** Datos proporcionados **
+===+

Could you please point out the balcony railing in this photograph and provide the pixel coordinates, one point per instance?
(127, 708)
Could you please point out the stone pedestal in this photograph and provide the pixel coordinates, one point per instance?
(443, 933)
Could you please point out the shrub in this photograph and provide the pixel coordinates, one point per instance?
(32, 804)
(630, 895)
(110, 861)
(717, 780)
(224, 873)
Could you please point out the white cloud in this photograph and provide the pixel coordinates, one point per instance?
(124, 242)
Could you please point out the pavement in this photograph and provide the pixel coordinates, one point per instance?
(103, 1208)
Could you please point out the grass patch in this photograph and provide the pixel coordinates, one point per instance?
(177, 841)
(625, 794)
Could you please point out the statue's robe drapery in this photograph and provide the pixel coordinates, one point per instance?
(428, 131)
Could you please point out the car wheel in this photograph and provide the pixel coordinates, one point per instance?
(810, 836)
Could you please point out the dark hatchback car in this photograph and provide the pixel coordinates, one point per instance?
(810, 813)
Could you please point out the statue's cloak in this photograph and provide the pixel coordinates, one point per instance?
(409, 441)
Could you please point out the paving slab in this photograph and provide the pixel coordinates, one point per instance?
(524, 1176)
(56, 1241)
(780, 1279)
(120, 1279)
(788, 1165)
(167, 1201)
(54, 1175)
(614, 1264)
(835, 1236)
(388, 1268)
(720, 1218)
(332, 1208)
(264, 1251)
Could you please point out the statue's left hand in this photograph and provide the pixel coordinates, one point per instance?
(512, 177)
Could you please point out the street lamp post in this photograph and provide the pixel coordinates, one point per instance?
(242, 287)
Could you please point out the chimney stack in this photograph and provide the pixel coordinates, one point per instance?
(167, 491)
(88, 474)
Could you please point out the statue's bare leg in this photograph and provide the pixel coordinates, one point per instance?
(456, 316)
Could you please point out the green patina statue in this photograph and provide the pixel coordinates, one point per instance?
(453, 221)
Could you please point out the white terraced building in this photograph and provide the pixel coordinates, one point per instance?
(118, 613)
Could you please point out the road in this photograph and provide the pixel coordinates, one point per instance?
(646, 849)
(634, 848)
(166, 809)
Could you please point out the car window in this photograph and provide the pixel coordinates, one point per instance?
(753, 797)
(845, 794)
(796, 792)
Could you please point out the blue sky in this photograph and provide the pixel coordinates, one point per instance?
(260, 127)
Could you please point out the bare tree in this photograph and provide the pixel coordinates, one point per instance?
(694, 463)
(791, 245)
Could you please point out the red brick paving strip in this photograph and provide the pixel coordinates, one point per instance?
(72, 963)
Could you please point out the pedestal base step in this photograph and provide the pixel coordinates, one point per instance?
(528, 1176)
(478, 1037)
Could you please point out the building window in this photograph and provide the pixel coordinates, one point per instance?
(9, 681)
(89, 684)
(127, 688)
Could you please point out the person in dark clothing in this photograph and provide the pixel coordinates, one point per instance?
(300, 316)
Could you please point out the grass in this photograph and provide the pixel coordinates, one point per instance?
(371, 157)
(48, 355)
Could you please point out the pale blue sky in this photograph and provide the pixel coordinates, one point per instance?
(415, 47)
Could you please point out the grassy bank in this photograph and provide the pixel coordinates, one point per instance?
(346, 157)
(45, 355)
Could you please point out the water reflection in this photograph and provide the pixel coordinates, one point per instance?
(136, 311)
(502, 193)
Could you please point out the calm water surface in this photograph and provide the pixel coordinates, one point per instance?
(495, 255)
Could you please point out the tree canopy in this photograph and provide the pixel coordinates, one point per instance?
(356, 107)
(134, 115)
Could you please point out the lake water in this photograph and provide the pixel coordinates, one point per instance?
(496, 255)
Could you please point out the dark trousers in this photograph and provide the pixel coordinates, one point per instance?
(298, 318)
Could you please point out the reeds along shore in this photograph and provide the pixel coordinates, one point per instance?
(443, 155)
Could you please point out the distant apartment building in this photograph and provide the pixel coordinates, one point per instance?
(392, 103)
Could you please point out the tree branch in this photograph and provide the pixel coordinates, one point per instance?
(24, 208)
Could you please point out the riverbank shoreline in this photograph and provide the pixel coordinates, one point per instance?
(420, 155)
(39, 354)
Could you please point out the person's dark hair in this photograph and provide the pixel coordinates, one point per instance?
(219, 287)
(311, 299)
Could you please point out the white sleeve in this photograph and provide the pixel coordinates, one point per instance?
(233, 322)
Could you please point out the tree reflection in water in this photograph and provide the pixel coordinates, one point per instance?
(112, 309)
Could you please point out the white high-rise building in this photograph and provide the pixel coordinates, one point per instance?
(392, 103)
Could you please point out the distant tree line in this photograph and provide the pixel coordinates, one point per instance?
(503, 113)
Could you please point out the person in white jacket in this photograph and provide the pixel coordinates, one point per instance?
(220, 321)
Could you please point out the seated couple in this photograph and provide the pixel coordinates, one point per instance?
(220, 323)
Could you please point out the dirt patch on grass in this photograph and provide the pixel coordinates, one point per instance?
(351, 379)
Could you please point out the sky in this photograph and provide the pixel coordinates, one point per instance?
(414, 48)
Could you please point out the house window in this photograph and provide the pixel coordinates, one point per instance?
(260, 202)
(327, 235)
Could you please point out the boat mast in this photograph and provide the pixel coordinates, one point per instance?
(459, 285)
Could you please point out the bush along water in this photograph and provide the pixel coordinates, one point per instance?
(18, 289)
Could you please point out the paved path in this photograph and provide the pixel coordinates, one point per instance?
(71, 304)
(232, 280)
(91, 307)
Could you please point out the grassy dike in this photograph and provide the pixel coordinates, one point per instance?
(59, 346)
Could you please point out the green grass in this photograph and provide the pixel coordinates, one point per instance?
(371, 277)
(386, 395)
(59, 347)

+===+

** Instrucciones y requisitos **
Devuelve sin ningún cambio las líneas de los datos, empezando por la primera y terminando en la que contiene "(103, 1208)", ambas incluidas.

** Solución **
Could you please point out the balcony railing in this photograph and provide the pixel coordinates, one point per instance?
(127, 708)
Could you please point out the stone pedestal in this photograph and provide the pixel coordinates, one point per instance?
(443, 933)
Could you please point out the shrub in this photograph and provide the pixel coordinates, one point per instance?
(32, 804)
(630, 895)
(110, 861)
(717, 780)
(224, 873)
Could you please point out the white cloud in this photograph and provide the pixel coordinates, one point per instance?
(124, 242)
Could you please point out the pavement in this photograph and provide the pixel coordinates, one point per instance?
(103, 1208)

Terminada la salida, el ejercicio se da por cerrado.